Work to do ->
Please extract every line of the items below that contains the word "plank", copying each line in full.
§ §
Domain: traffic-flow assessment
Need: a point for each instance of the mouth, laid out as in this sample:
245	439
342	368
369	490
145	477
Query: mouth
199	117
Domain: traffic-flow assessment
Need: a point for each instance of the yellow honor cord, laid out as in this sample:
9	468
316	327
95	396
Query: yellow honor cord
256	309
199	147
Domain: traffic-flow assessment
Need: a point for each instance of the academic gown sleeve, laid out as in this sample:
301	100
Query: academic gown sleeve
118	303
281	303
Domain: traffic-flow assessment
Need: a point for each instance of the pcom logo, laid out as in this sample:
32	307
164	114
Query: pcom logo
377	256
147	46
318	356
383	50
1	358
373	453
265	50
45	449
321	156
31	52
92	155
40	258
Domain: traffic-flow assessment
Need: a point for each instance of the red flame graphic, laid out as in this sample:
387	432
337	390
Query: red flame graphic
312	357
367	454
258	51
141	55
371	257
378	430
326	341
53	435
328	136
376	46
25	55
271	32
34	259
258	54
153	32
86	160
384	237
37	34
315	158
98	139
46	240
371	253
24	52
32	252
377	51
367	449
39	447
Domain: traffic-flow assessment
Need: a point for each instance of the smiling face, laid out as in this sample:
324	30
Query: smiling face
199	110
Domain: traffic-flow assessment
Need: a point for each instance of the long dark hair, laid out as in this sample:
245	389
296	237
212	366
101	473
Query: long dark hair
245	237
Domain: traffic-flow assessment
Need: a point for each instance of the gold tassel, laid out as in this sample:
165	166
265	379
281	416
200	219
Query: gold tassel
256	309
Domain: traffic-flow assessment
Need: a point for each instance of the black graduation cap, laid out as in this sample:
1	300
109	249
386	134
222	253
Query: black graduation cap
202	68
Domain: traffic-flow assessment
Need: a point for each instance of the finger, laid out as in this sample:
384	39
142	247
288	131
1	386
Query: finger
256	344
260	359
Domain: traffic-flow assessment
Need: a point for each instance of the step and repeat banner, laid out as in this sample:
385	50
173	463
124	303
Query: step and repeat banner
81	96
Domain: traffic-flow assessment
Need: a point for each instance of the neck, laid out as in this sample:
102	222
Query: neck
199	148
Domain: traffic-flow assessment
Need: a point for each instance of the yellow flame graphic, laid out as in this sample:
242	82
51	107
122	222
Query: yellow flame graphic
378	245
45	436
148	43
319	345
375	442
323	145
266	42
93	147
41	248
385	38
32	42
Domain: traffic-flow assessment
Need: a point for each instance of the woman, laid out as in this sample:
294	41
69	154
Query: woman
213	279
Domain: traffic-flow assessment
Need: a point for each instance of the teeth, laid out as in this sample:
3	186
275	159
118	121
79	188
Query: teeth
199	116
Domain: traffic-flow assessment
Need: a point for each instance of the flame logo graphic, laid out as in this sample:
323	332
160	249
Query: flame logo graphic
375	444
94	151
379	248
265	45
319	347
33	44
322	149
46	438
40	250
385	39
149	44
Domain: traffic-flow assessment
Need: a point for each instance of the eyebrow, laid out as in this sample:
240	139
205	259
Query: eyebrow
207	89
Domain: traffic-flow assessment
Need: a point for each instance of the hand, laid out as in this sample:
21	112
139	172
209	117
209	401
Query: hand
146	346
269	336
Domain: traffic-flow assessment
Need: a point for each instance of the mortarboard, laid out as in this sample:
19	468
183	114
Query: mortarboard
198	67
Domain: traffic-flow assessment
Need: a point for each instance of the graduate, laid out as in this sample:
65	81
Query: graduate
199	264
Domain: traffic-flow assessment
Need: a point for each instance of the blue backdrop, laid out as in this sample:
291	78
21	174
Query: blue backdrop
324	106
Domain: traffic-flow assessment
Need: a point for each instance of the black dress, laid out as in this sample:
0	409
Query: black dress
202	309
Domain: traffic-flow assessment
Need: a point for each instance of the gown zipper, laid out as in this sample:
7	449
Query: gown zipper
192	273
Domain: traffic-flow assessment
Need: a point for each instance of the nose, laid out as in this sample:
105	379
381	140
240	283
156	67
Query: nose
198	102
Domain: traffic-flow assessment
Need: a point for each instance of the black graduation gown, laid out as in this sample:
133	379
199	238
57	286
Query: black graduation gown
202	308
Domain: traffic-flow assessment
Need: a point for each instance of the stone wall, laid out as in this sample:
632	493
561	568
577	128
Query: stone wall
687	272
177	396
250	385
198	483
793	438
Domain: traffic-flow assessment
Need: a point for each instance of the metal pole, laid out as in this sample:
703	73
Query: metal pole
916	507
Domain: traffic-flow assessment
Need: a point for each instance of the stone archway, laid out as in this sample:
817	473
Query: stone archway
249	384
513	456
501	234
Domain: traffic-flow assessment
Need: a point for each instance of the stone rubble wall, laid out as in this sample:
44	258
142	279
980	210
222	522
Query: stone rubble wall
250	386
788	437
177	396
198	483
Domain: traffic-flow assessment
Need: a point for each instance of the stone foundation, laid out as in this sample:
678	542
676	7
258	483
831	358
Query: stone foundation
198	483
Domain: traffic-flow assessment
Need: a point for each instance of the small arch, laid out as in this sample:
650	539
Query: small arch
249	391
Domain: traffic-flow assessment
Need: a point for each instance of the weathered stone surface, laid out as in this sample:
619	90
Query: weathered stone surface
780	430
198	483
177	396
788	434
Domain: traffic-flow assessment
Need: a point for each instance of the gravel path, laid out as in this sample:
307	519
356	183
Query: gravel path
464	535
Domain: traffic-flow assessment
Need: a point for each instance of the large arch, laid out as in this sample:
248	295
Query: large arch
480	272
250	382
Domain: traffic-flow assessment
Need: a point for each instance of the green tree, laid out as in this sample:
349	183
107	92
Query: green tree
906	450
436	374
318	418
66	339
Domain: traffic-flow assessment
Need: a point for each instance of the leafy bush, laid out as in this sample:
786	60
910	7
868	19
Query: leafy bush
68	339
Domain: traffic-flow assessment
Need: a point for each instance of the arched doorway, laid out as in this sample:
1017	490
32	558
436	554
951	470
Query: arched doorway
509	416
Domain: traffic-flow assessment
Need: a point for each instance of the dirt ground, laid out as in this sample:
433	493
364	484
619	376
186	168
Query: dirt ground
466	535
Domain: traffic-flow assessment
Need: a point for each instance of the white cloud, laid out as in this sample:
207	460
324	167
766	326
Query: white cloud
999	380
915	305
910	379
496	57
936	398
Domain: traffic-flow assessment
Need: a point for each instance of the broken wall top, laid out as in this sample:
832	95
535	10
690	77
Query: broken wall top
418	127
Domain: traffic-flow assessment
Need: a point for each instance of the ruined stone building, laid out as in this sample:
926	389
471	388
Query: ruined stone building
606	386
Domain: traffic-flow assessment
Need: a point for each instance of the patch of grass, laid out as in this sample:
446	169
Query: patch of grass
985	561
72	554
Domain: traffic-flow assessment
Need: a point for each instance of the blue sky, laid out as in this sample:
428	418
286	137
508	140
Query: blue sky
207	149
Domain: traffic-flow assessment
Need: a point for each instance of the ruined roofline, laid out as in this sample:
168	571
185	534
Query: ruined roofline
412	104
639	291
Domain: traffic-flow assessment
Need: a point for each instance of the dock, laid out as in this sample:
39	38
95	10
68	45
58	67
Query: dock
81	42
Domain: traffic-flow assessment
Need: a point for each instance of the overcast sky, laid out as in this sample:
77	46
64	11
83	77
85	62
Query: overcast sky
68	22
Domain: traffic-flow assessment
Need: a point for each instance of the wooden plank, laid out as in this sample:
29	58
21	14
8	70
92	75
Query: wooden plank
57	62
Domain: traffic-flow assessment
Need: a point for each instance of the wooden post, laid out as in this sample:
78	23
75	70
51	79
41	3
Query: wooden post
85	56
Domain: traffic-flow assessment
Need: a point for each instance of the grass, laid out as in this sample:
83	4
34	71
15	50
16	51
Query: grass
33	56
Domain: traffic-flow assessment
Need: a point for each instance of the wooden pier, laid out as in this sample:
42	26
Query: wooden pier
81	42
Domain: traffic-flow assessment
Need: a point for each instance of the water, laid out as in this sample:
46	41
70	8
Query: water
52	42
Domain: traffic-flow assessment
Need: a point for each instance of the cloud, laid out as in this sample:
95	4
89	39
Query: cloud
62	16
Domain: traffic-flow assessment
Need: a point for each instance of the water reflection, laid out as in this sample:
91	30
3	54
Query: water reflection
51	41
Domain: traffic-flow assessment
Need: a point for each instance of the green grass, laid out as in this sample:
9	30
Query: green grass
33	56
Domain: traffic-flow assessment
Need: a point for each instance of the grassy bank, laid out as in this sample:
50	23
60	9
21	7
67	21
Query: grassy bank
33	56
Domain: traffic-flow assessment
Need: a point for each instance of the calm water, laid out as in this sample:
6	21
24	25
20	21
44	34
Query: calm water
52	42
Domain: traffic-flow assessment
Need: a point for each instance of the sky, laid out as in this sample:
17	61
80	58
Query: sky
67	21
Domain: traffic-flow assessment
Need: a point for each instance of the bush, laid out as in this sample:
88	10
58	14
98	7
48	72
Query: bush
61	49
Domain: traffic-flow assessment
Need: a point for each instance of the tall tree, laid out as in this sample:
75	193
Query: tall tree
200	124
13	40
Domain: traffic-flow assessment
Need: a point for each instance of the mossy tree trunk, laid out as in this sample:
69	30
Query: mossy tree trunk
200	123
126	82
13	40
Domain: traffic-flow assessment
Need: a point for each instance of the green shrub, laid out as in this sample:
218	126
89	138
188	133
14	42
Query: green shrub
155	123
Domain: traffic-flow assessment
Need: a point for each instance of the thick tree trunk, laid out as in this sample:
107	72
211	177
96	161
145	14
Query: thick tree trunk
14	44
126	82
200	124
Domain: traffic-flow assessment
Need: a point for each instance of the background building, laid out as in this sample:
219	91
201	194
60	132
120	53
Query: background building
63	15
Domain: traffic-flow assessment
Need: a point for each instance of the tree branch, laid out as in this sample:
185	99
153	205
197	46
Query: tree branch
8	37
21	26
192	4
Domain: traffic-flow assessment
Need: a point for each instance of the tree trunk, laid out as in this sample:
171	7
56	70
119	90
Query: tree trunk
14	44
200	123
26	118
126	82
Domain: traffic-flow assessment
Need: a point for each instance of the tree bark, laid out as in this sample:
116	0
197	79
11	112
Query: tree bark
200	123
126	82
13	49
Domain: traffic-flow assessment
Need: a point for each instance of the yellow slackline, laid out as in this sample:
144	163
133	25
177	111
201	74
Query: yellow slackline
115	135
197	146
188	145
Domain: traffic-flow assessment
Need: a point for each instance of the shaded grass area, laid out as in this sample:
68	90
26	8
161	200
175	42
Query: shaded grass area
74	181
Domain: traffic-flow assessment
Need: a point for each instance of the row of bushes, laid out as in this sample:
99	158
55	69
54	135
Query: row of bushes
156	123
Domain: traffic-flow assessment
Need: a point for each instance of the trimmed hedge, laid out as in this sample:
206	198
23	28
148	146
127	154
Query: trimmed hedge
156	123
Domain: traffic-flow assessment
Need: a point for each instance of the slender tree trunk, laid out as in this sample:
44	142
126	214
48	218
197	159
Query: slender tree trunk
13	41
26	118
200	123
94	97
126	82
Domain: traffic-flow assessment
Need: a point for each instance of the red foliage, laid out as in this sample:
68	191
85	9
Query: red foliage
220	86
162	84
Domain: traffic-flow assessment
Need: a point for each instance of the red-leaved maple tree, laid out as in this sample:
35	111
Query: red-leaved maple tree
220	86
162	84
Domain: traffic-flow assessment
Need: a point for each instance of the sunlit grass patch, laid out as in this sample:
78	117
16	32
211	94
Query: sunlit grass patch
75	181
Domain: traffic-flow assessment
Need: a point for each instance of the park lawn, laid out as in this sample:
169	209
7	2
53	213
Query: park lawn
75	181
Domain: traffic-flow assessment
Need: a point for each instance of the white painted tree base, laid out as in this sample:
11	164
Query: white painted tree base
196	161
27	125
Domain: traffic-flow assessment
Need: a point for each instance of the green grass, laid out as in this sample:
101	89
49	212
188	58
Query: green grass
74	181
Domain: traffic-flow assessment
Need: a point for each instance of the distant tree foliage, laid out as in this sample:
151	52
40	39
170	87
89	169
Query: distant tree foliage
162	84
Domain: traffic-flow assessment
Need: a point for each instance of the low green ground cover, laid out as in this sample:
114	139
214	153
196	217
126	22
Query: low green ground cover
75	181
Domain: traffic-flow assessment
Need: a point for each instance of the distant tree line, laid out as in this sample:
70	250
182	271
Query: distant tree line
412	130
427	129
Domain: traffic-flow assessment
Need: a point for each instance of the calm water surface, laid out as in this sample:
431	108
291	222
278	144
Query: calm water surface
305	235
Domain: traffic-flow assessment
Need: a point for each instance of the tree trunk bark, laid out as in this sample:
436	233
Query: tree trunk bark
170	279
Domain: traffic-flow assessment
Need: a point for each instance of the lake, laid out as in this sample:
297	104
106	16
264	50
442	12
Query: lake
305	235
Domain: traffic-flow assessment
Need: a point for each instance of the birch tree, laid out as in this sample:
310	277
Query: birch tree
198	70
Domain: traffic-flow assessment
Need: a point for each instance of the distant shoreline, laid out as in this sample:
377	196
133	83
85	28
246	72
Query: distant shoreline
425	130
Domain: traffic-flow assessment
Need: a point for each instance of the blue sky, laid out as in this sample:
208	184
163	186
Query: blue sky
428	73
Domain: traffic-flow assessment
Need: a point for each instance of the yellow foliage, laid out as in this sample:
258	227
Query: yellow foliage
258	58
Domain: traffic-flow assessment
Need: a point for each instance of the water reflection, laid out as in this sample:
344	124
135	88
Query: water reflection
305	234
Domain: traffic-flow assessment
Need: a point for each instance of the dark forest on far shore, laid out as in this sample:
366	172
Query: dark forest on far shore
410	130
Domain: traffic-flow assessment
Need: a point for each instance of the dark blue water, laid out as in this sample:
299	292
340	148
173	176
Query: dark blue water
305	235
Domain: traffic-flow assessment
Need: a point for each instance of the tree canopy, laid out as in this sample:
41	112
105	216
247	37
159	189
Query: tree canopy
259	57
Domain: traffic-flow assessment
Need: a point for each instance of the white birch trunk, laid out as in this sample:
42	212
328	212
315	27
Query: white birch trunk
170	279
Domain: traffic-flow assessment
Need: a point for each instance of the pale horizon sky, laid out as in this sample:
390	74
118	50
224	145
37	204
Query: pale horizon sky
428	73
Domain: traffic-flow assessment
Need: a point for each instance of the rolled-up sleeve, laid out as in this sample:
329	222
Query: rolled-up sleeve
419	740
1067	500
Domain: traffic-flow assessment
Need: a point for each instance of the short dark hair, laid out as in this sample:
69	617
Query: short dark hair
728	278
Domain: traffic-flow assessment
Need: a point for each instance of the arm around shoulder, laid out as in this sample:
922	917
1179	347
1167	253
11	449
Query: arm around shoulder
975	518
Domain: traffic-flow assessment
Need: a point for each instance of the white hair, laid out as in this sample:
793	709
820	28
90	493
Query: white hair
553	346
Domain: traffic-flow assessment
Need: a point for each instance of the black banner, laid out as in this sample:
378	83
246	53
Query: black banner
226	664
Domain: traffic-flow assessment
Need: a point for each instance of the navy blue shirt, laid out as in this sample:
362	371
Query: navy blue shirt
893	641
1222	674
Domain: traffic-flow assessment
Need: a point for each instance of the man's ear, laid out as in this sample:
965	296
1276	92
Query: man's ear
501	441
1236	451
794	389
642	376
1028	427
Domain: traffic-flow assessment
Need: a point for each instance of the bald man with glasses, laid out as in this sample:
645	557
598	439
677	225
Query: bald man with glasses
§ §
Problem solution ->
Need: a point for each instance of the wooden plank, laid out as in this sample:
Query: wooden plank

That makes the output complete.